→ GIVEN PASSAGE

◆ ◆ ◆ ◆ ◆ ◆ ◆

Monday, September 21, 2020

God's Not Fair

 The Holy Gospel According to St. Matthew the 20th Chapter



“For the kingdom of heaven is like a landowner who went out early in the morning to hire laborers for his vineyard. After agreeing with the laborers for the usual daily wage, he sent them into his vineyard. When he went out about nine o’clock, he saw others standing idle in the marketplace; and he said to them, ‘You also go into the vineyard, and I will pay you whatever is right.’ So they went. When he went out again about noon and about three o’clock, he did the same. And about five o’clock he went out and found others standing around; and he said to them, ‘Why are you standing here idle all day?’ They said to him, ‘Because no one has hired us.’ He said to them, ‘You also go into the vineyard.’ When evening came, the owner of the vineyard said to his manager, ‘Call the laborers and give them their pay, beginning with the last and then going to the first.’ When those hired about five o’clock came, each of them received the usual daily wage. Now when the first came, they thought they would receive more; but each of them also received the usual daily wage. And when they received it, they grumbled against the landowner, saying, ‘These last worked only one hour, and you have made them equal to us who have borne the burden of the day and the scorching heat.’ But he replied to one of them, ‘Friend, I am doing you no wrong; did you not agree with me for the usual daily wage? Take what belongs to you and go; I choose to give to this last the same as I give to you. Am I not allowed to do what I choose with what belongs to me? Or are you envious because I am generous?’ So the last will be first, and the first will be last.”

◆ ◆ ◆ ◆ ◆ ◆ ◆

→ SOURCE EXCERPT

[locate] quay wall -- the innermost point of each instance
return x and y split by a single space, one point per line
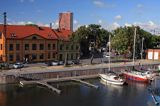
5 79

◆ ◆ ◆ ◆ ◆ ◆ ◆

In the vineyard parable from Matthew 20, in what order did the owner tell his manager to pay the laborers?

→ WRITTEN RESPONSE
Beginning with the last hired and then going to the first.